#### Exercise requirements
Print, exactly and completely, every entry in the data.

#### Listed entries
------

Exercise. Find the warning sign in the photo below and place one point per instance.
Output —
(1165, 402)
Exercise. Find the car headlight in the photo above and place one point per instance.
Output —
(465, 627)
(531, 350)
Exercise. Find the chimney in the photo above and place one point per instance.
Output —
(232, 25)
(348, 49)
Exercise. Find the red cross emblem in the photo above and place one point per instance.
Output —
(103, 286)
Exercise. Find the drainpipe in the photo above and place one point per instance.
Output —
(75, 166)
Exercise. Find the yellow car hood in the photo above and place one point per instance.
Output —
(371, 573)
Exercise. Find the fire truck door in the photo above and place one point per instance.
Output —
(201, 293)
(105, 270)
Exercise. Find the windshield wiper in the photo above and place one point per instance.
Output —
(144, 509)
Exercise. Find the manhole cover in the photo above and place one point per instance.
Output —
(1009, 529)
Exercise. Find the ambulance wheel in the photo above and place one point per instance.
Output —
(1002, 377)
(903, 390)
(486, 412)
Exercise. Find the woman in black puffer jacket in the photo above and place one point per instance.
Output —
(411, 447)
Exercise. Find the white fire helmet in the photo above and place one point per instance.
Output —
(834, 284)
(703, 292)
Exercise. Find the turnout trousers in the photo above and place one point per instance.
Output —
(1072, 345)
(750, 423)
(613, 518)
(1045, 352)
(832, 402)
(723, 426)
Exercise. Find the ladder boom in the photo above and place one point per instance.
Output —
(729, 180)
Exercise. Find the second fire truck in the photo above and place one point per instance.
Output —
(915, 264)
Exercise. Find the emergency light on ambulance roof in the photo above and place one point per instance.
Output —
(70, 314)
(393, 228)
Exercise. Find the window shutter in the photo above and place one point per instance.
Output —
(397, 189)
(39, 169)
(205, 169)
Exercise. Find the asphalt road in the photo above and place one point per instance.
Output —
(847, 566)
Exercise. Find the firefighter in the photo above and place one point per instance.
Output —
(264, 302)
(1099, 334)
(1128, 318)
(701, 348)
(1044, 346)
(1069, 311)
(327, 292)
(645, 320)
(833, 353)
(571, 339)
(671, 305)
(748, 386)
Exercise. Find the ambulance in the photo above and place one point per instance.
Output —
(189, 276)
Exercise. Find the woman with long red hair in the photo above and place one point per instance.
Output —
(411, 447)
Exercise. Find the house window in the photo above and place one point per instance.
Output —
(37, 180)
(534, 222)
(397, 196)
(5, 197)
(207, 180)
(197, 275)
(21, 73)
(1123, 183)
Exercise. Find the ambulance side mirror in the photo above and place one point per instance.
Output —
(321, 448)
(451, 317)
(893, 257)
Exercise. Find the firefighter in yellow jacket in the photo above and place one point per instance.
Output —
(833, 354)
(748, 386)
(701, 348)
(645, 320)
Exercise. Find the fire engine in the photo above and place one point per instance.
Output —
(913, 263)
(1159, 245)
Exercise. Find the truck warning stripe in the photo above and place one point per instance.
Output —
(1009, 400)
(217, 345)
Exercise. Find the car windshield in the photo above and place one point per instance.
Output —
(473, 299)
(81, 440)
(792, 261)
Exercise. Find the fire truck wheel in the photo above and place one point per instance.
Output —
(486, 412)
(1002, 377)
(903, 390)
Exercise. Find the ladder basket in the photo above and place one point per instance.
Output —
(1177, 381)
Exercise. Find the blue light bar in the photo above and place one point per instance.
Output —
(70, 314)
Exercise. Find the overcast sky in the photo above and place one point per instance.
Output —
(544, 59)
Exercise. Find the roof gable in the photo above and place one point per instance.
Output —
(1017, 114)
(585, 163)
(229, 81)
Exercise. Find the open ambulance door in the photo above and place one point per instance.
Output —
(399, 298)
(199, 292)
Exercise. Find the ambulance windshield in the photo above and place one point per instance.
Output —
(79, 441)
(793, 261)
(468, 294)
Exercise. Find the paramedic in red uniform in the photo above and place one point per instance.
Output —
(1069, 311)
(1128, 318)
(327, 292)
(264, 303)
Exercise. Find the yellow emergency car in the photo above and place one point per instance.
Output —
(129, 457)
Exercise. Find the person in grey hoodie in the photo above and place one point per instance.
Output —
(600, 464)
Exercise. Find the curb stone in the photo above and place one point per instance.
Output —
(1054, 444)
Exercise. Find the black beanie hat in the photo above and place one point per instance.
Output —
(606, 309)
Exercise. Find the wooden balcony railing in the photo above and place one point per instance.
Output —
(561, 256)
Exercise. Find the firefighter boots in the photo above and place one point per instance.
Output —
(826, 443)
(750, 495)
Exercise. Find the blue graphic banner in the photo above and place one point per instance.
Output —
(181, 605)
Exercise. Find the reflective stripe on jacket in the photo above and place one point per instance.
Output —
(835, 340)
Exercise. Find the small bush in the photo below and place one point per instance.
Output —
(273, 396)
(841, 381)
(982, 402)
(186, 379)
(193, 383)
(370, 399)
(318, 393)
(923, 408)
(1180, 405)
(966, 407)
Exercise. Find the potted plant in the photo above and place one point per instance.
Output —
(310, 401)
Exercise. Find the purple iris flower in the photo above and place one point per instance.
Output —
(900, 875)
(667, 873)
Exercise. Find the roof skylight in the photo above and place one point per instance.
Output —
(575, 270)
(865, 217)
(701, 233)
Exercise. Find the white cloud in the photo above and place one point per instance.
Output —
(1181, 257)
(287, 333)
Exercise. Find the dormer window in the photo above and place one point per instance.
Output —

------

#### Reply
Exercise. Find the warning sign in the photo below and place one point per instance.
Output —
(1165, 402)
Exercise. Find the car headlight in the photo above and place one point per instance.
Output —
(465, 627)
(531, 350)
Exercise. Find the chimney in the photo above and place one point per instance.
Output —
(232, 25)
(348, 49)
Exercise. Find the red cross emblem in the photo above and place one point per instance.
Output —
(103, 286)
Exercise. Find the drainpipe in the photo above and place one point per instance.
Output —
(75, 166)
Exercise. Find the yellow car hood in the photo above and place one point per instance.
Output —
(371, 573)
Exercise. Find the fire truck door in the photo above and place one point per instance.
Output —
(201, 293)
(105, 270)
Exercise. Find the windshield wiper in the photo above and place one point per instance.
Output —
(144, 509)
Exercise. Find the manhole cover in the photo above and place one point per instance.
Output —
(1009, 529)
Exercise. Find the ambulance wheel in the photo above and place one point per instance.
Output —
(1002, 377)
(903, 390)
(486, 412)
Exercise. Find the woman in black puffer jacket in the photo above and place one point per instance.
Output —
(411, 447)
Exercise. Find the white fire helmet in the photo above and place one point per instance.
Output —
(834, 284)
(703, 292)
Exercise. Find the turnout trousers in the photo above and place one point per instance.
Output —
(1072, 345)
(750, 423)
(613, 518)
(1045, 352)
(832, 402)
(723, 426)
Exercise. Find the ladder boom in the photo above and place one point per instance.
Output —
(729, 180)
Exercise. Find the second fire truck in the photo above and place one point per instance.
Output —
(915, 264)
Exercise. Find the emergency light on ambulance roof in the photo above and place one point per instance.
Output —
(70, 314)
(393, 228)
Exercise. Find the window shutter in the photo above and place one point per instance.
Output —
(397, 189)
(39, 169)
(205, 169)
Exercise. Find the asphalt road in the photo above and place one point per instance.
Output —
(847, 566)
Exercise. Find the firefighter in the photo above and place one point per instance.
Output —
(264, 302)
(1099, 334)
(1128, 318)
(701, 348)
(1044, 346)
(1069, 311)
(327, 292)
(645, 320)
(833, 353)
(571, 339)
(671, 305)
(748, 386)
Exercise. Find the ambulance in the photo above and place one point per instance.
Output —
(189, 276)
Exercise. Find the woman with long red hair in the photo above and place one point per instance.
Output —
(411, 447)
Exercise. Find the house window in the photo above and place one point per instance.
Output —
(37, 180)
(534, 222)
(397, 196)
(5, 197)
(207, 180)
(197, 275)
(21, 73)
(1123, 183)
Exercise. Find the ambulance side mirror in the photo above and place one point per instance.
Output —
(321, 448)
(451, 317)
(893, 257)
Exercise. Find the firefighter in yellow jacket in the photo above and place one point per instance.
Output —
(833, 354)
(748, 386)
(701, 348)
(645, 320)
Exercise. Find the fire engine in the photo above and place one point per instance.
Output —
(913, 263)
(1159, 245)
Exercise. Find the truck warning stripe in the photo above and place one point per instance.
Output —
(1009, 400)
(217, 345)
Exercise. Find the car windshield in the photo above and place one point per instance.
Output —
(473, 299)
(81, 440)
(792, 261)
Exercise. Find the fire truck wheel in the photo above and place one point per instance.
Output —
(486, 412)
(1002, 377)
(903, 390)
Exercise. Find the ladder basket in the photo above and place one point per instance.
Output —
(1177, 381)
Exercise. Find the blue light bar in the photo above and place one point per instance.
Output —
(70, 314)
Exercise. Find the overcast sky in the photo above and place one point per instance.
Output —
(544, 59)
Exercise. Find the roof gable in the photo above and place one point per instance.
Output —
(1017, 114)
(585, 163)
(229, 81)
Exercise. Find the open ambulance door in the photo above and place one point per instance.
Output —
(399, 298)
(199, 292)
Exercise. Find the ambulance windshield in the photo above and place one point per instance.
Output —
(79, 441)
(793, 261)
(468, 294)
Exercise. Find the paramedic in red uniform in the photo above and place one point per instance.
Output —
(1069, 311)
(1128, 318)
(327, 292)
(264, 303)
Exercise. Find the yellow emergency car in the photo above and place one point per instance.
Output —
(129, 457)
Exercise. Find the person in grey hoodie in the photo above and place one point per instance.
Output —
(600, 464)
Exercise. Find the curb stone in the photo above and place one point per instance.
Output —
(1054, 444)
Exercise. Find the black beanie hat in the photo above and place one point per instance.
Output —
(606, 309)
Exercise. Find the wooden balcony railing in the photo above and place one point per instance.
Output —
(561, 256)
Exercise. Find the firefighter boots in the photo above and place one point per instance.
Output —
(826, 443)
(750, 495)
Exercise. Find the blue graphic banner in the photo above and place one point per instance.
Output —
(181, 605)
Exercise. Find the reflective stripe on jacket in the photo above and place one point per instance.
Output —
(835, 340)
Exercise. Find the small bush in the photo below and place one point per instance.
Output —
(273, 396)
(841, 381)
(982, 402)
(186, 379)
(193, 383)
(370, 399)
(318, 393)
(923, 408)
(1180, 405)
(966, 407)
Exercise. Find the potted plant in the photo above and place one point per instance.
Output —
(310, 401)
Exercise. Find the purple iris flower in the photo above and place one point per instance.
Output —
(900, 875)
(667, 873)
Exercise. Find the roof skylight in the photo above and place one point per instance.
Output —
(575, 270)
(865, 217)
(701, 233)
Exercise. Find the white cloud in the photo above and place one point per instance.
Output —
(1181, 257)
(287, 333)
Exercise. Find the dormer window in the photo above and place one point per instance.
Output —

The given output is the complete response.